SHINE on Salem 150, celebrating the sesquicentennial of our city's 1860 charter, continues with the 2011 entry.

Thursday, March 11, 2010

Salem in 1894


1894 World Events
  • Japan invades Korea, beginning the first war between China and Japan.
  • The International Olympic Committee is established in Paris.
  • Russian Tsar Nicholas II succeeds his father, Alexander III.
In Salem
Dr. Luke Port, pharmacist and speculator, completes his new Queen Anne style home designed by William Knighton, but lived there with his wife Lizzie only 16 months. Perhaps the memories were too sad. The stained glass window over the fireplace in the parlor was dedicated to a teenage son lost at sea while sailing to Europe to study chemistry. It depicts three fully blooming roses representing the living Port family members and a rose bud symbolic of the son that was lost. The house was sold to the Bingham family the next year. Judge George Bingham, his wife Willie lived in the house until their deaths in 1924. Their daughter Alice married Mr. Keith Powell in 1915. Upon the death of her parents, she sold her childhood home to the Brown family ~ Clifford, his wife Alice and their two sons, Chandler and Werner. Mr. Brown died suddenly only three years later in 1927. In 1929, Alice Brown commissioned the new firm of Lord-Schryver, the first female owned landscape architecture firm in the Northwest, to design the gardens. They continued to advise this owner almost forty years. In 1935, Alice Brown named the estate "Deepwood" after a favorite children's book of her sons. The Deepwood Scroll Garden earned the nickname "Lower Wedding Garden" following her 1945 marriage to Keith Powell, Alice Bingham Powell's widower. The couple lived at Deepwood until they moved into a smaller, one-storey home in 1968. Following a community campaign to save the property from demolition, Deepwood became a City of Salem owned park and museum in 1971.

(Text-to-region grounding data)
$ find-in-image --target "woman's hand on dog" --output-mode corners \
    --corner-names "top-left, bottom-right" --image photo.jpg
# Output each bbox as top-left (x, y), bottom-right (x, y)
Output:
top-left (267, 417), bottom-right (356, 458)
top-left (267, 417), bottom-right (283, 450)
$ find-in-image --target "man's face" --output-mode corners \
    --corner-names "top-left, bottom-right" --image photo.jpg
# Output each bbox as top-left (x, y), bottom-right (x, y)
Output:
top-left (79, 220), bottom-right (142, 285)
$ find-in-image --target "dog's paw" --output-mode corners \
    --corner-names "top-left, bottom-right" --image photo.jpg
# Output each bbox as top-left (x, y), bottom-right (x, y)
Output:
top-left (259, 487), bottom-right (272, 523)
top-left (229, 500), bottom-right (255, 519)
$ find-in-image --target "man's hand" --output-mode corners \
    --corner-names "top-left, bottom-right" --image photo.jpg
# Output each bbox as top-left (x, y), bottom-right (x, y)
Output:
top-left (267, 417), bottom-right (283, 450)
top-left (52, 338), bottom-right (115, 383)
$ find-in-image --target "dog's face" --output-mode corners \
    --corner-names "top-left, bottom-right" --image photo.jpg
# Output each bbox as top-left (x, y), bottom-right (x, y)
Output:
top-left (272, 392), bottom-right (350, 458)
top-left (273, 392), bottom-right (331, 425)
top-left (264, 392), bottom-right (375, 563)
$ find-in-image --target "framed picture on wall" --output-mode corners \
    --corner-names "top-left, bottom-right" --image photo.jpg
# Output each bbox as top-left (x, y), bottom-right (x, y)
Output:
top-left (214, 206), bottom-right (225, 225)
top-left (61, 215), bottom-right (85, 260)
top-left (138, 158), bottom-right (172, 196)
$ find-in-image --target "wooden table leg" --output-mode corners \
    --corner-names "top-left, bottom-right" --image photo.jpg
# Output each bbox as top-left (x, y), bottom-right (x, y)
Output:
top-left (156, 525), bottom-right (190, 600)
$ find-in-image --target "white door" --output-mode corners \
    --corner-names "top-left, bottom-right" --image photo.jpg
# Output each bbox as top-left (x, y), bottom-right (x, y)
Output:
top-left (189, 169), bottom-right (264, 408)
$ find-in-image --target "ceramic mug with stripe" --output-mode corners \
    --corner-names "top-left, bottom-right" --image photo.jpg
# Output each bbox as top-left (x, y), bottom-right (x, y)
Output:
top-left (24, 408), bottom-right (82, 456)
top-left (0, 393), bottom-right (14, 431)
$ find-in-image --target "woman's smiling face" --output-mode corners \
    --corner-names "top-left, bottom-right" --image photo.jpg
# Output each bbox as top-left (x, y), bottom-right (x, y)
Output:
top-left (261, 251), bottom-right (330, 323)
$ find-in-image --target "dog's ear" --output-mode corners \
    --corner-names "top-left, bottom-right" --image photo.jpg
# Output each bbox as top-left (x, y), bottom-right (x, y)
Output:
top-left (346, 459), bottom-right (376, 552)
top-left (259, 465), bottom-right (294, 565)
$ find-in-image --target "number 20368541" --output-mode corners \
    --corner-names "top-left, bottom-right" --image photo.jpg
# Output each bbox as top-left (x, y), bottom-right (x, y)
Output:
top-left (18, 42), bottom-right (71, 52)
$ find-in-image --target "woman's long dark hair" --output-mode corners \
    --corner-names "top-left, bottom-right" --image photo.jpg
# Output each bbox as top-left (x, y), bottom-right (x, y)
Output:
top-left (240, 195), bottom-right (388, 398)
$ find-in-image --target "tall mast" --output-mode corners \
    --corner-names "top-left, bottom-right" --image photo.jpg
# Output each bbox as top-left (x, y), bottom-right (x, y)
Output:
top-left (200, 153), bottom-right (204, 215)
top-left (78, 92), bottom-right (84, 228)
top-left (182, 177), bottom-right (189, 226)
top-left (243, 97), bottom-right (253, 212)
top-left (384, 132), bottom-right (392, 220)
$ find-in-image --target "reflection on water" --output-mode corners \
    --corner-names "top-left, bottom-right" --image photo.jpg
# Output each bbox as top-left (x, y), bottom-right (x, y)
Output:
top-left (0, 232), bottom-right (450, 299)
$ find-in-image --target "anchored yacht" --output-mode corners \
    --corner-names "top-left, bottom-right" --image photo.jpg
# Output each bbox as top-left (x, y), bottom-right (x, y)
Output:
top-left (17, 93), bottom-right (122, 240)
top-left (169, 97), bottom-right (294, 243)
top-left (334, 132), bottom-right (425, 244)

==

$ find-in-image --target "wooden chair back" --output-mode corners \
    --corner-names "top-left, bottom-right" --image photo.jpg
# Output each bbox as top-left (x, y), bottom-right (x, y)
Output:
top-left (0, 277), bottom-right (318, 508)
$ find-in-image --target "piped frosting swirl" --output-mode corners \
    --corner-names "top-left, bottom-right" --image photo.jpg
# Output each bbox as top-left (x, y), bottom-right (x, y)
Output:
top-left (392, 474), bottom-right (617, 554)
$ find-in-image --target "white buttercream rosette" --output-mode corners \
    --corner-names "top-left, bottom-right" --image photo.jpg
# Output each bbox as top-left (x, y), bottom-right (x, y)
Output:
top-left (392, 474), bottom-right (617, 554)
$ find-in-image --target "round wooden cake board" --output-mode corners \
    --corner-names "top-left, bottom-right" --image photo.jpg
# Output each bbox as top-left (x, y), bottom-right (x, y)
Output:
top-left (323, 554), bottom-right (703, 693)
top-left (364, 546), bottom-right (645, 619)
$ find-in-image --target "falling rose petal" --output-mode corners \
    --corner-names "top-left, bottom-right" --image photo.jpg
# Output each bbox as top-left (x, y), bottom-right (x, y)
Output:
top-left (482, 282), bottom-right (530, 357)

**Work instructions**
1. In the Salem in 1894 post, who designed Dr. Luke Port's Queen Anne style home?
2. What are all the world events that the Salem in 1894 post lists for 1894?
You won't need the entries for any of this.

**Written answers**
1. William Knighton.

2.
- Japan invades Korea, beginning the first war between China and Japan.
- The International Olympic Committee is established in Paris.
- Russian Tsar Nicholas II succeeds his father, Alexander III.